Extract provided:
Archived - Notes for a second address at the symposium “Celebrating 40 Years of Linguistic Duality in New Brunswick”
This page has been archived on the Web.
Information identified as archived is provided for reference, research or recordkeeping purposes. It is not subject to the Government of Canada Web Standards and has not been altered or updated since it was archived. Please contact us to request a format other than those available.
Moncton, February 4, 2010
Graham Fraser - Commissioner of Official Languages
Check against delivery
Beginning of dialog
This morning, we talked about the past 40 years from a federal point of view as well as from a provincial point of view. We have clearly made a great deal of progress together at all levels, and our achievements with respect to official languages are numerous.
Here in New Brunswick, the Acadian community is well represented by a large number of community organizations. It is first and foremost through collective action that the community has achieved its victories. Over the next 40 years, community organizations that you represent will have a front-line role to play in bringing together all members of the community, regardless of their origins, in order to protect, promote and advance the rights that have already been acquired.
With gatherings such as the World Acadian Congress, you have demonstrated the importance of community solidarity. Anyone who participates in this large-scale event, as I did this past summer, will immediately understand that Acadia stands strong and beautiful.
Acadia continues to grow. When I was at the Congress this summer, I discussed the importance of carving out a space for the younger generation and for newcomers who decide to settle in New Brunswick and live here in French. In both cases, it is important to pursue efforts to limit the exodus to other regions and other provinces, as well as assimilation to the linguistic majority.
The French language is a unifying factor in your communities. However, the province and key players need to act on the Strategic Plan for Francophone Immigration in order to increase the number of French-speaking newcomers in New Brunswick and to ensure that they remain here. Community organizations and the Acadian public must also welcome these newcomers with open arms, and give them a recognized place and the tools they need to adapt to life in a Francophone minority community.
This challenge is not specific to New Brunswick or to Acadia. Innovative initiatives have been taken in various parts of the country. Successes should be shared and imitated. Everyone needs to learn from the pitfalls encountered in other regions.
This afternoon, a major theme will be the role of universities in official-language learning. This is an issue that I have been considering since I first became Commissioner. It is also the subject of our recent study entitled Two languages, a world of opportunities: Second-language learning in Canadian universities. The purpose of the study was to increase our knowledge of opportunities for students to improve their skills in their second official language while pursuing higher education and preparing for their careers.
As part of the study, we also prepared a tool for future students, guidance counsellors, organizations such as Canadian Parents for French and other key players in second-language education for youth. It’s a Web-based map that allows the user to see which universities provide opportunities for second-language learning, as well what type of support is available in these institutions.
The study led to certain conclusions, namely the fact that, generally speaking, access to “regular” second-language courses and programs was good, but there are few opportunities for students to study other subjects in their second language. In my opinion, this situation needs to be rectified quickly. For example, how can a program in public administration be offered in just one language when a large number of graduates will be going into the federal public service?

Given data:
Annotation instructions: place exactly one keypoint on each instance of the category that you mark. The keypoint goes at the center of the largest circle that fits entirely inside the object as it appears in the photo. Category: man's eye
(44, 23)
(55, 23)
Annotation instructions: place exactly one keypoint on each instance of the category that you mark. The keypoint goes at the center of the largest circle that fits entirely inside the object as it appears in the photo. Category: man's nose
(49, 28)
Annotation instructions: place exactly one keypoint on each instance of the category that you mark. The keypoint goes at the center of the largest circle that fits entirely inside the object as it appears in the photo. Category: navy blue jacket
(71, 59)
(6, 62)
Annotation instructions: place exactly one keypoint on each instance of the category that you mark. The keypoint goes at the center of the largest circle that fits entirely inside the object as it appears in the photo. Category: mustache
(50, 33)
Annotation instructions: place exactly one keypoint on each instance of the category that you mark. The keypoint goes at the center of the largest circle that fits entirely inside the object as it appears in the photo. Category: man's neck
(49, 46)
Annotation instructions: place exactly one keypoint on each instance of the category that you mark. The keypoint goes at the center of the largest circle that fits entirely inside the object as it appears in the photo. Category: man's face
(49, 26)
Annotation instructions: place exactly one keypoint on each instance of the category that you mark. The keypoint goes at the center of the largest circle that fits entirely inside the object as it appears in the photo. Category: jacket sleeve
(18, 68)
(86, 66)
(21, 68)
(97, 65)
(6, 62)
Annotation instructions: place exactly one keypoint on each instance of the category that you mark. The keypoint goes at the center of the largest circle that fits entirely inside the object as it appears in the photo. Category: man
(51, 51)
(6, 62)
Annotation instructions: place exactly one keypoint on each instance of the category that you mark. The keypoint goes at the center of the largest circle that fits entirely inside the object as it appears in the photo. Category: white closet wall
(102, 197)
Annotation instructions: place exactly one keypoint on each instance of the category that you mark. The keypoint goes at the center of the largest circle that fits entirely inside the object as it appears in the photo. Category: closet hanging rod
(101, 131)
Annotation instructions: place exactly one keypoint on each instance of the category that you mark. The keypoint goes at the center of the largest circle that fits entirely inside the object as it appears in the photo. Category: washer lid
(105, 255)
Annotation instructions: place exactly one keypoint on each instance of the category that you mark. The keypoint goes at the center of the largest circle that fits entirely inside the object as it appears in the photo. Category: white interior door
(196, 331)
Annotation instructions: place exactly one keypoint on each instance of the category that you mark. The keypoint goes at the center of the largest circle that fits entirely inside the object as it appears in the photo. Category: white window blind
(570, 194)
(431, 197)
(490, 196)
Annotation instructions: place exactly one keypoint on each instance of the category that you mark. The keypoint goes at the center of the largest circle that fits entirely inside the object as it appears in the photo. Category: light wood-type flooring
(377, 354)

What is asked:
A – Condense the paragraph of the Moncton address that begins "The French language is a unifying factor" into a short bulleted list that keeps its main points.
B – Reproduce verbatim the passage of the Moncton address between "This challenge is" and "in other regions.", inclusive.
C – Extend the Moncton address on linguistic duality beyond its final sentence, carrying the speech forward in the same voice.

Per-task answers:
A –
- French is a unifying factor in the communities.
- The province and key players must act on the Strategic Plan for Francophone Immigration. This would increase the number of French-speaking newcomers in New Brunswick and help ensure that they stay.
- Community organizations and the Acadian public must welcome these newcomers. They should give them a recognized place and the tools to adapt to life in a Francophone minority community.

B –
This challenge is not specific to New Brunswick or to Acadia. Innovative initiatives have been taken in various parts of the country. Successes should be shared and imitated. Everyone needs to learn from the pitfalls encountered in other regions.

C –
In New Brunswick, your young people have some excellent educational institutions available to them, but I think it’s important to create closer ties between the province’s French- and English-language universities so that all students can have a bilingual education if they so desire.
In the context of public service renewal, it is vital that young public servants just starting their careers enter with a solid base that they can keep building on. It is to the advantage of the public service to provide language training at the beginning of its employees’ careers, so that there will be a good number of future managers able to work in both official languages. Undergoing language training at the end of one’s career is much more difficult for both the employee and the institution, which must then defray the much higher cost of language training at this career stage.
I am hoping to see considerable progress in this regard in the public service over the next 40 years. In particular, there are still significant challenges in connection with language of work and service offer in French. I am already looking for greater leadership at all levels so that things move forward in these two areas.
As a new generation enters the public service, they will need support in their language-learning efforts and in second–language use in the workplace. I am somewhat reassured to see that opinions about bilingualism and linguistic duality are much more positive. It is my hope that these opinions will affect the culture of federal institutions and that we will see a public service develop where the use of both official languages is truly integrated into everyday work.
And we do need a change in culture. With regard to language of service and active offer, the government needs to act now. Following the decision in the DesRochers case, which I talked about this morning, the obligations of institutions under Part IV of the Act are now more clearly defined. This means that institutions will need to make an extra effort to take into account the needs of official language communities, not only when it comes to developing policies and programs, but also in terms of how service is delivered. It goes without saying that active offer will become all the more important in this regard.
In closing, a word about the language rights of Canadians when they travel, specifically those who must travel by air across this huge country. Coming here for this conference reminded me once again that there is still work to be done by federal institutions, by airports and by Air Canada. An audit of Halifax airport that was made public two weeks ago shows the extent to which greater leadership is needed, not only by the airport authorities, but also by the government.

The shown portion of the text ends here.